» **What the exercise asks**
Retype exactly the lines from the line with "Annotate the white beard" to the end of the data, keeping both boundary lines.
******************************
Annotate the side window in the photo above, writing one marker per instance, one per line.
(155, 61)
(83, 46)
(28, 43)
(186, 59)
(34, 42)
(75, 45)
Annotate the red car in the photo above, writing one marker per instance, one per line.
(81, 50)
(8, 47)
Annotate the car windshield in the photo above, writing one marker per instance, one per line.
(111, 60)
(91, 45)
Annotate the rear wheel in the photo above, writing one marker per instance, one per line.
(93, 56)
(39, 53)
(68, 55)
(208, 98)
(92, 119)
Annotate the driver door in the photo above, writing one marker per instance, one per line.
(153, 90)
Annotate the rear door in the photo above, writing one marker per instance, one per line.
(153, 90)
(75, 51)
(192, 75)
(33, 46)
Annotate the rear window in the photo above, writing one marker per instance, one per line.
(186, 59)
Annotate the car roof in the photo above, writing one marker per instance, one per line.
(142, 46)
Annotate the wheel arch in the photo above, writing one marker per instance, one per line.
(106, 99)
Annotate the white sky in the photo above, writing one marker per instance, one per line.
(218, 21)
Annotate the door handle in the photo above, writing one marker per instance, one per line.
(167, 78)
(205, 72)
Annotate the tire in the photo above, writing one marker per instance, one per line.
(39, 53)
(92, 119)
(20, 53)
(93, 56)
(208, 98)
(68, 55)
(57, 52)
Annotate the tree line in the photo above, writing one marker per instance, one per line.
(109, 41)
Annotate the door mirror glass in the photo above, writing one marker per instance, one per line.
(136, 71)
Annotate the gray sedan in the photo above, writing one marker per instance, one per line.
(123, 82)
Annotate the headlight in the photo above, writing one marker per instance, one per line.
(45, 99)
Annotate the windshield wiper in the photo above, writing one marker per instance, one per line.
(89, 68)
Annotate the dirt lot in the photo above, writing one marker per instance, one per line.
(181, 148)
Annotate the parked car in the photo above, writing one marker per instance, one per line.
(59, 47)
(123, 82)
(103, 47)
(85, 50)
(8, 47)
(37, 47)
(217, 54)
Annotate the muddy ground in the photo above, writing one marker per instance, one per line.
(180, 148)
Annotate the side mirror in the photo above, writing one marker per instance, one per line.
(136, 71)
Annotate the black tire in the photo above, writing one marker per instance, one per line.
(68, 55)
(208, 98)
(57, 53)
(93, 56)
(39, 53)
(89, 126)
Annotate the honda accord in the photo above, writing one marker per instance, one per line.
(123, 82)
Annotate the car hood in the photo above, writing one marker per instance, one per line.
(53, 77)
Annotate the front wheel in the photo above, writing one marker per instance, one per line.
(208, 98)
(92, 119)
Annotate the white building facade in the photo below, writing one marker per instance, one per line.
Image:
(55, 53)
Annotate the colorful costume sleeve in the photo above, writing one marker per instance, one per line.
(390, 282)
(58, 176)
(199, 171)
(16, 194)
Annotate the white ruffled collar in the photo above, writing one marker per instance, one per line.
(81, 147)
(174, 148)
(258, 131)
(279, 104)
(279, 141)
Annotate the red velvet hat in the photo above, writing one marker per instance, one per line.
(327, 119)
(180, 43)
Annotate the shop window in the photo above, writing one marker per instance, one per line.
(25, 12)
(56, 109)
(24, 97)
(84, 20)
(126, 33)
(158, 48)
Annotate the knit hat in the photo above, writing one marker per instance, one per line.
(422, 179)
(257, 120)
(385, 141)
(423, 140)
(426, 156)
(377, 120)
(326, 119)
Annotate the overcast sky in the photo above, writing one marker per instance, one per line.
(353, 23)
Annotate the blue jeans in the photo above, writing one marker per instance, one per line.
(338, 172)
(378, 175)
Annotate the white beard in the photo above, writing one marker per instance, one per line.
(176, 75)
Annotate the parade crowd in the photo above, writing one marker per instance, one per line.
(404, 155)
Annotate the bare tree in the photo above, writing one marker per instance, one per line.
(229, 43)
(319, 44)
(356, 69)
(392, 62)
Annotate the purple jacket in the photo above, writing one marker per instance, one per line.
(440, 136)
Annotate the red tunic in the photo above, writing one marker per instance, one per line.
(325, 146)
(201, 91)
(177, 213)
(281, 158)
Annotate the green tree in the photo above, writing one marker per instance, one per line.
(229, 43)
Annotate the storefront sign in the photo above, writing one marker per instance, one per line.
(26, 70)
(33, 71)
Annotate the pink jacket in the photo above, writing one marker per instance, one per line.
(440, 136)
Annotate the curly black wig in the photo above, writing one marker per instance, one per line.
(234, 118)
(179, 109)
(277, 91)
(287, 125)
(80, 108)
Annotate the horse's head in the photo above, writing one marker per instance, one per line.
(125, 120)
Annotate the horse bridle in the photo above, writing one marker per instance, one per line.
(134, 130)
******************************
» **Output for this task**
Annotate the white beard in the photo above, writing one marker per instance, one per line.
(176, 75)
Annotate the parade crowd in the photo above, writing one marker per instance, one per line.
(404, 155)
Annotate the bare tree in the photo above, writing one marker per instance, one per line.
(229, 43)
(319, 44)
(356, 69)
(392, 62)
Annotate the purple jacket in the photo above, writing one marker per instance, one per line.
(440, 136)
Annotate the red tunic in the photo above, writing one marker per instance, one per line.
(325, 146)
(201, 91)
(177, 213)
(281, 158)
Annotate the green tree in the photo above, writing one marker per instance, one per line.
(229, 43)
Annotate the storefront sign in the photo above, writing one marker per instance, one per line.
(26, 70)
(33, 71)
Annotate the pink jacket in the photo above, writing one marker per instance, one per line.
(440, 136)
Annotate the curly black wig in the photo above, writing one marker per instance, one per line.
(234, 118)
(179, 109)
(277, 91)
(287, 125)
(80, 108)
Annotate the horse's head in the photo above, writing one marker per instance, one per line.
(125, 120)
Annotate the horse bridle in the photo above, writing one marker per instance, one per line.
(134, 130)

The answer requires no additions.